Collection entries:

[Start of Attachment]

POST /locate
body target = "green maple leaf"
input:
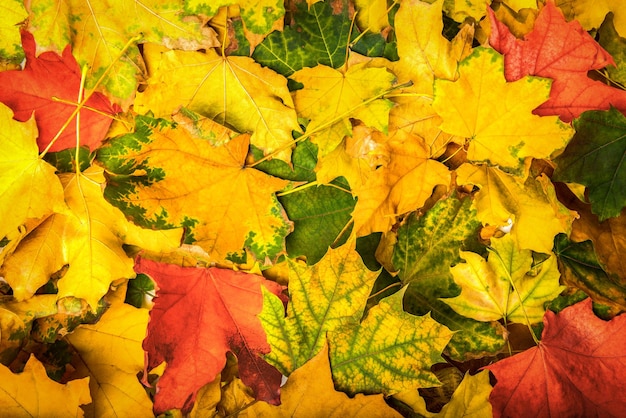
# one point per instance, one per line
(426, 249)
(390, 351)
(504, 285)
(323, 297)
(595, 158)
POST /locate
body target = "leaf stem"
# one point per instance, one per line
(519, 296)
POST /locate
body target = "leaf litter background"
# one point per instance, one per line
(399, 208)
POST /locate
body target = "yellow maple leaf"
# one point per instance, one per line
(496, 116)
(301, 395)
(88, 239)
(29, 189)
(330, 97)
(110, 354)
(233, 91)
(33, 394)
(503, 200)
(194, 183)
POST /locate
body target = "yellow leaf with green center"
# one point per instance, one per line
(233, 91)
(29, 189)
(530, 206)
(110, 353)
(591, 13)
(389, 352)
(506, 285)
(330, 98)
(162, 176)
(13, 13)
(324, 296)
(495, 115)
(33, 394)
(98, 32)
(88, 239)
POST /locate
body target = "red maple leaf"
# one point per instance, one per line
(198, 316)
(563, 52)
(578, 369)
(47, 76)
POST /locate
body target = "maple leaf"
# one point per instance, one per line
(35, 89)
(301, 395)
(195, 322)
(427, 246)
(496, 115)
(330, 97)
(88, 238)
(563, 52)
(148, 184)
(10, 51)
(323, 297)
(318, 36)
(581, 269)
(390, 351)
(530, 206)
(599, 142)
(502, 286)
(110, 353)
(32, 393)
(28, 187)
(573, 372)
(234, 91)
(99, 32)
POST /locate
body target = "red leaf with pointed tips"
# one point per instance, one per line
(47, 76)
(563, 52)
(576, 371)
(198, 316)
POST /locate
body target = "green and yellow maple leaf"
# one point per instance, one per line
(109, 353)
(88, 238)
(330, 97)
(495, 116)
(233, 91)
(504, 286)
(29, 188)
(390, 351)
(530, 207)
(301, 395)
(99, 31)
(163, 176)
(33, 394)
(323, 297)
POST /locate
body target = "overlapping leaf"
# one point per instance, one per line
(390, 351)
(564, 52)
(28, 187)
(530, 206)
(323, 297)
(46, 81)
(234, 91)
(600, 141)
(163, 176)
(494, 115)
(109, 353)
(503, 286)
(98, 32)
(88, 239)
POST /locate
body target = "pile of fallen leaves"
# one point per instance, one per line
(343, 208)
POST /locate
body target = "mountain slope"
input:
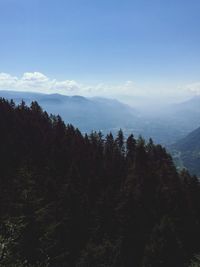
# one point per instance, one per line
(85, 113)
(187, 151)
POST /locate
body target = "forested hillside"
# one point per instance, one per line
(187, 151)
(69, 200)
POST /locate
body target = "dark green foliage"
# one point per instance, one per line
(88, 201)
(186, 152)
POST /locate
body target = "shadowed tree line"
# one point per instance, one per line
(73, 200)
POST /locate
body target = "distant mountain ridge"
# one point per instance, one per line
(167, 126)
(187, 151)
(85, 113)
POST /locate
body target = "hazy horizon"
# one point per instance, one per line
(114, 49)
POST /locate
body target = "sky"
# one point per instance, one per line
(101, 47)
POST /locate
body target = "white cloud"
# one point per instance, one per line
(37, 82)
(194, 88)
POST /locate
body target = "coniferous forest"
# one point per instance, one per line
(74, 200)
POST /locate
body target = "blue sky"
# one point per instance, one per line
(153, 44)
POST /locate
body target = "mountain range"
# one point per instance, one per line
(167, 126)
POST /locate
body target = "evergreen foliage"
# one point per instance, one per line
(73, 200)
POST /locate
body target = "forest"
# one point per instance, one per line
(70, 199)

[End of Attachment]

(Exercise requirements):
Each line of the records is to be reproduced exactly, and each picture dropped.

(Answer to this problem):
POST /locate
body target = "green maple leaf"
input:
# one point per instance, one per line
(426, 249)
(390, 351)
(504, 285)
(323, 297)
(595, 158)
POST /locate
body target = "leaf stem"
# one point per instance, one per line
(519, 296)
POST /locate
body target = "leaf litter background"
# one point per instance, one per line
(399, 208)
POST /locate
body target = "yellow maple leaf"
# one point per instance, one per line
(496, 116)
(301, 395)
(88, 239)
(29, 189)
(330, 97)
(110, 354)
(233, 91)
(33, 394)
(503, 200)
(194, 183)
POST /locate
body target = "yellow leaf with green center"
# one point per instance, one per line
(233, 91)
(29, 189)
(530, 206)
(110, 353)
(591, 13)
(389, 352)
(506, 285)
(330, 98)
(162, 176)
(13, 13)
(324, 296)
(495, 115)
(33, 394)
(98, 32)
(88, 239)
POST /locate
body target = "red maple leaf"
# one point per instance, one per line
(198, 316)
(563, 52)
(578, 369)
(47, 76)
POST /locate
body target = "maple leaf"
# one point per instance, one per line
(35, 89)
(301, 395)
(195, 322)
(427, 246)
(496, 115)
(330, 97)
(88, 238)
(563, 52)
(148, 184)
(10, 51)
(323, 297)
(318, 36)
(581, 269)
(390, 351)
(530, 206)
(599, 142)
(502, 286)
(110, 353)
(32, 393)
(28, 187)
(573, 372)
(234, 91)
(99, 32)
POST /locate
body target = "red leaf with pointed tips"
# one point per instance, one per line
(47, 76)
(563, 52)
(576, 371)
(198, 316)
POST /locate
body target = "green and yellow maple leaf"
# one point per instance, one per line
(109, 353)
(88, 238)
(330, 97)
(495, 116)
(233, 91)
(504, 286)
(29, 188)
(390, 351)
(530, 207)
(301, 395)
(99, 31)
(163, 176)
(33, 394)
(323, 297)
POST /locate
body target = "overlapping leaf"
# one point per instance, one per line
(390, 351)
(564, 52)
(28, 187)
(530, 206)
(323, 297)
(46, 81)
(234, 91)
(600, 141)
(163, 176)
(494, 115)
(109, 353)
(503, 286)
(98, 32)
(88, 239)
POST /locate
body target = "pile of fallen leaves"
# one point per instance, one per line
(343, 208)
POST /locate
body target = "mountain slope"
input:
# one point per instance, one per line
(85, 113)
(187, 151)
POST /locate
body target = "forested hillside"
# one point per instance, one per line
(187, 151)
(69, 200)
POST /locate
body target = "dark green foliage"
# one point per instance, one per line
(88, 201)
(186, 152)
POST /locate
body target = "shadowed tree line"
# one point per instance, one per line
(73, 200)
POST /locate
body target = "distant mountain ridge"
# one point per instance, one per line
(167, 126)
(187, 151)
(85, 113)
POST /locate
body target = "hazy horizon"
# one point per instance, one per line
(114, 49)
POST /locate
body target = "sky"
# one point per instance, one per line
(101, 47)
POST /locate
body target = "white cloud"
# one point per instance, one per line
(37, 82)
(194, 88)
POST /locate
body target = "coniferous forest"
# one point per instance, one per line
(74, 200)
POST /locate
body target = "blue sky"
# one point per instance, one per line
(153, 44)
POST /locate
body target = "mountain range"
# one point per instance, one per line
(167, 126)
POST /locate
body target = "evergreen foliage"
# one point per instance, one per line
(73, 200)
POST /locate
body target = "forest"
# one point per instance, one per line
(70, 199)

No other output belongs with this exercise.